Provided material –
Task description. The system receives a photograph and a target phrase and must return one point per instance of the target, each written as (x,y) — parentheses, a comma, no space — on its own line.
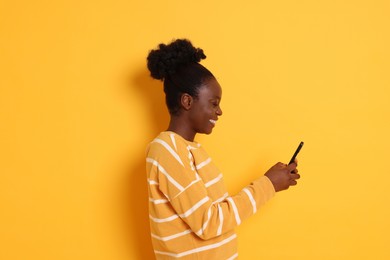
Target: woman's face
(205,109)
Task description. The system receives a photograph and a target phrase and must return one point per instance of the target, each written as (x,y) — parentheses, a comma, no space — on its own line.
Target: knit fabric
(192,216)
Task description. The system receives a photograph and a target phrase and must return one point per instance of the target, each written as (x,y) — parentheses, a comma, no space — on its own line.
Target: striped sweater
(191,214)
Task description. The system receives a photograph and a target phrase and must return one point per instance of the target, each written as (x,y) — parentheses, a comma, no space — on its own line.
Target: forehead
(211,89)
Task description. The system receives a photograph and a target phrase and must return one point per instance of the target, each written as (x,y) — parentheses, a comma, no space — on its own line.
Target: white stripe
(213,181)
(155,163)
(174,154)
(199,249)
(161,220)
(219,231)
(160,201)
(195,207)
(152,182)
(167,238)
(235,210)
(251,199)
(235,256)
(173,140)
(202,164)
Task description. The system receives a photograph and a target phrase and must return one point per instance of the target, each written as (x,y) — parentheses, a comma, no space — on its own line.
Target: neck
(182,128)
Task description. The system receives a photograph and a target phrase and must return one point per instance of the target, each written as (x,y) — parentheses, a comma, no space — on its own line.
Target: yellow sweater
(191,214)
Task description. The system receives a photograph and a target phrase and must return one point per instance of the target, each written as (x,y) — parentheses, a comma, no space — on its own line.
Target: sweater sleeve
(186,192)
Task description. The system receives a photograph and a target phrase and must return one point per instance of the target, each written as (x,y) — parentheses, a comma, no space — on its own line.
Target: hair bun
(166,59)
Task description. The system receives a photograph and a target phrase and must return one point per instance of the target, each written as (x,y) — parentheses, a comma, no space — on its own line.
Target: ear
(186,101)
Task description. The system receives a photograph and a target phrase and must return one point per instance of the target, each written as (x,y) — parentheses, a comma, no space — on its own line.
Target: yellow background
(77,108)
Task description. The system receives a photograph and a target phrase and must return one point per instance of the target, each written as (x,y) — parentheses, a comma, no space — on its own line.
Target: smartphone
(296,153)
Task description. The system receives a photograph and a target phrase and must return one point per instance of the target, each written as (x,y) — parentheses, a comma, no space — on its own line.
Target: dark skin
(199,115)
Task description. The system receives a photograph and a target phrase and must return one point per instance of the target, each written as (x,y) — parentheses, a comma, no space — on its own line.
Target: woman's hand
(283,176)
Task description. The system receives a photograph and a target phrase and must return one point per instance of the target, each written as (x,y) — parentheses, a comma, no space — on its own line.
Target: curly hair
(177,65)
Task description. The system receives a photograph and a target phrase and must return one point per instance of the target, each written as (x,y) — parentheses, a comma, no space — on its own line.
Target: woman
(191,214)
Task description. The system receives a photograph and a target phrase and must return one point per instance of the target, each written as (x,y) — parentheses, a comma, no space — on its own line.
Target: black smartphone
(296,153)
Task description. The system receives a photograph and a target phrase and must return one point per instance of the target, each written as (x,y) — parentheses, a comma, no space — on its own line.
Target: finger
(291,167)
(295,171)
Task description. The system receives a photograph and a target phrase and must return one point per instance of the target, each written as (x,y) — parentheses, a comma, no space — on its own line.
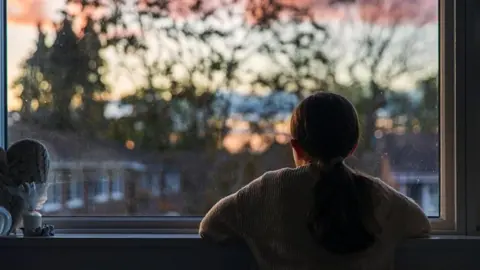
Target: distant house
(93,176)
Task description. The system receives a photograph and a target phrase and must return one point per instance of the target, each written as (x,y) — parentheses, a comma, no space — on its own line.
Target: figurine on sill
(23,188)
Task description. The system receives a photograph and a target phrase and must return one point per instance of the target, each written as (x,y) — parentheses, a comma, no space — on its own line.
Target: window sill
(187,251)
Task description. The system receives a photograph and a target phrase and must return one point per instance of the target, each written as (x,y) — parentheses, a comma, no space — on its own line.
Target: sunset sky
(23,16)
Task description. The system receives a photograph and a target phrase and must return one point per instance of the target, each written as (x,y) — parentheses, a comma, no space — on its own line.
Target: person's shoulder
(275,178)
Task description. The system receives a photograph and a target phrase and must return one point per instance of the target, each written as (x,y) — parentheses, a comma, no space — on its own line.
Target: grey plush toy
(23,182)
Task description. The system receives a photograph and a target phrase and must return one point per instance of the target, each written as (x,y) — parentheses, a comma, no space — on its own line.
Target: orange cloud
(29,12)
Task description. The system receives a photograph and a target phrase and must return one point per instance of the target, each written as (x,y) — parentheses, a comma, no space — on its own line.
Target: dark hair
(326,127)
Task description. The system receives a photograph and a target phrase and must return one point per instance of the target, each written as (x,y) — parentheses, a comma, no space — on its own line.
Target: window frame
(454,177)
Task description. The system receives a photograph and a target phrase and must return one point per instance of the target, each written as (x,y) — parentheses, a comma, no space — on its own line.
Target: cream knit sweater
(270,215)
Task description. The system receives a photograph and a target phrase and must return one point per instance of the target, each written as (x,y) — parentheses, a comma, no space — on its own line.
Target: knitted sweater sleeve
(226,220)
(410,219)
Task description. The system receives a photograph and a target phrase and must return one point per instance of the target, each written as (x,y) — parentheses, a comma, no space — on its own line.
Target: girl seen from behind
(321,214)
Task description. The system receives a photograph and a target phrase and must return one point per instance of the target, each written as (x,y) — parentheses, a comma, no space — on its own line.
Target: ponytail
(340,207)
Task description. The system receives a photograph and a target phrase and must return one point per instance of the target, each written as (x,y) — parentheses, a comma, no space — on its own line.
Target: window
(207,93)
(118,185)
(54,194)
(101,189)
(76,190)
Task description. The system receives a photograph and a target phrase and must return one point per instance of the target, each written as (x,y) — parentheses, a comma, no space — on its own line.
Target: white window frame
(459,118)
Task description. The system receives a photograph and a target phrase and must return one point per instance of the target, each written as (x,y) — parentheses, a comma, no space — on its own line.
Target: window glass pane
(152,109)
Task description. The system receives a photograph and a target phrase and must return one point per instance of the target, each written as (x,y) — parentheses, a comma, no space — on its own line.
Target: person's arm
(231,218)
(221,223)
(411,220)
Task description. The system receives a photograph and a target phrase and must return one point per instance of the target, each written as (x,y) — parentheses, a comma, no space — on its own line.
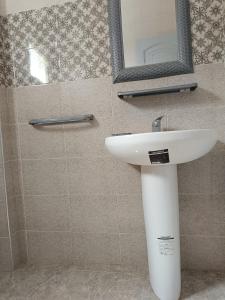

Task directions – Please set down the records exactly, and keep every image out of the copy.

Result –
Task description. The system receives a photograph and a target phrase and must return one point per instance of the target, each written as (x,y) — parentheses, a comma, no space — on its own line.
Target: woman's face
(205,109)
Task description. The system receives a photograph and a target phrase and must return one point per instance of the target, each written as (x,y) — parentheses, a comma, no space — on its own line.
Target: knit fabric
(192,216)
Task description. The system receives a photograph and a target phrase and must return one point per instance of the target, each written as (x,y) — parentheses, a comma, no space — on its own line.
Target: striped sweater
(191,214)
Task description. The system receives a photograph and a target phrase and must return one point per instance of the target, each written as (x,y) — parentheses, a comma, no space — on its own line.
Target: forehead
(211,89)
Task description. The system receives a photograph and a target phrase and must return one point per instance of the target, each written as (x,y) — parentheses, a comma, no space — on its own line.
Target: white stripe
(213,181)
(155,163)
(174,154)
(199,249)
(161,220)
(219,231)
(160,201)
(195,207)
(152,182)
(167,238)
(235,210)
(251,199)
(235,256)
(173,140)
(202,164)
Task description. The system receives a photograph and a target phrase and must return one point per instance of the target, each written as (x,y) — parentheses, a comma, no space — on its own line.
Target: neck
(182,128)
Task description. The system receives a photograph and a target phrase and must return one point per instance of the target, each written as (x,y) — parentheses, a comma, no space — on its own line.
Target: yellow sweater
(191,214)
Task description. The system receives a photograph and a target phrase and must return one point per instance of the target, each written as (x,y) — parentheses, a comma, no space — on its own line.
Target: sweater sleeve
(186,192)
Task description. The system receives a photograph and a target phrase and must return one point per instance of the target, each written as (x,y) — parentheses, a comma, no space — on its own line.
Target: hair bun
(166,59)
Task description. The system receives a photograph and a target phrase and must return one point per instance of the target, each written as (x,y) — parentheses, a comma, no space — on its own line.
Target: ear
(186,101)
Task description. The system receives a photograph and a target phrase and must return one point per instance of the target, each written as (x,y) — parentheses, a comma, no space — on its own line.
Target: yellow background
(77,108)
Task description. The system receives a photograph and a target phrase and must return one point per instance of the target, each written as (x,y) — parentheses, a comma, no space — on its own line.
Target: smartphone
(296,153)
Task description. The system receives a photograph and a target phrase and must return one point per instance of the target, each written as (x,y) — parentheses, a comma, no space — on its own line.
Target: dark skin
(199,115)
Task description. The system receives a photograph and a target phrase and must return one point per instance of the target, each written as (x,y) — parentheses, a comma, no space — on its own line.
Target: woman's hand
(283,176)
Task description. The system receives a photograph and a target phrase and must return one point per instance of the target, each written as (x,y) — parentheses, a comma, no space — on its own line.
Target: curly hair
(177,65)
Task description. The system receives a photograph and a target phrase and must return one point per instance of the target, each written as (x,y) — parentheses, a comma, no space — on its own line.
Target: woman
(191,214)
Task description. The system receives a photograph and a target phrase and must return one point per instance of the target, each written as (x,y) — parentheses, a comma, no space — on its own line.
Target: black smartphone
(296,153)
Task description. The system receives a photograph and a target phrase and must return one point per instance of the target, each written as (x,y) — parentheses, a comma, no space — on its own line.
Target: finger
(291,167)
(295,171)
Task description. The system receives a photograph and a target phrase and must return one point per instance of the target, each written as (x,y) — parentheses, a comma, no space — on its own line.
Target: distant house
(93,176)
Task description. The system receives a photograph and a target phrase and must return one point per instance of the target, each written as (x,y) — parentheses, a comma, no space — on its own line.
Target: figurine on sill
(23,188)
Task description. The system receives a photograph and a target phrase and must return one point per instance of the target, each written as (x,y) — parentheses, a comma, no space — on its own line.
Target: window sill
(187,251)
Task description. The system receives a photograph and a target phrase and must return one point per instance of the target, each written as (x,y) — parentheses, a comma, no space — on its own line.
Target: sunset sky
(23,16)
Task description. The system receives a photograph and a target phrase and must return one point per instance of the target, each written as (x,y) — parentheses, a comma, no space — on its own line.
Target: person's shoulder
(275,178)
Task description. The system receives a photograph and a target phrase and must return one point per instance of the target, each written as (x,y) — parentheses, a comma, no space — on its own line.
Target: grey plush toy
(23,182)
Task description. The system receives a photograph and a target phrase and must return one point per instance of the target, each written as (x,y) — parentheses, a comma, no space — on its own line.
Target: orange cloud
(29,12)
Task description. The system receives a photograph and a target phrase and must return one point per instance of the target, each written as (x,y) — parentheses, a comma, no space — on its own line.
Target: dark hair
(326,127)
Task description. The system receives a photograph and a target phrase and must return one point per instance of the target, each written as (x,y) — parentheses, a comma, no space — on its own line.
Target: window frame
(454,177)
Task description. The system receives a photograph and a target phrase and must return one point per instance of the target, each written as (x,y) — parentheses, a comma, no space — on its own line.
Target: cream knit sweater
(270,215)
Task description. The system receives a photograph and a target phrase and must return one point per instance of the target, each written as (x,y) — parentheses, a comma, no space — on its own line.
Target: knitted sweater sleeve
(226,220)
(410,219)
Task description. The system receives a photograph and a target phrase and must return one point per instance of the target, each written as (x,y) — parentheses, a comma, no space — on its own line.
Target: girl seen from behind
(321,214)
Task description. The system receives a photograph and a target phrase and must return one point per instance of the target, each written as (x,y) — parentheses, a comma, no space — on its own line.
Target: ponytail
(340,207)
Task description. The system receives a photograph and a target phrase and must return one point per instance of the target, each written as (x,y) — parentheses, a comma, no space — on its own line.
Target: window
(207,93)
(118,185)
(54,194)
(101,189)
(76,190)
Task description. The system receives a photograph and a target phrase and must return one point per instance of the target, each written as (x,y) — parentheses, a comma, no space — on its own line.
Target: white window frame
(459,118)
Task description. The system receives a photograph and a target phrase and must return one point per instance of the target, each written as (x,y) — parentheses, a comma, no space — on its own line.
Target: window glass pane
(152,109)
Task description. The system receives a photograph and a target phrase and must return one point per instance of the target, each written as (x,y) — parentheses, a comma, no space — on its own line.
Target: person's arm
(231,218)
(221,223)
(411,220)
Task description. The system receives a photograph and a target phrase and must return one point per instance of the target, each written as (x,y) — parentheses, a comma, no space — on its own line.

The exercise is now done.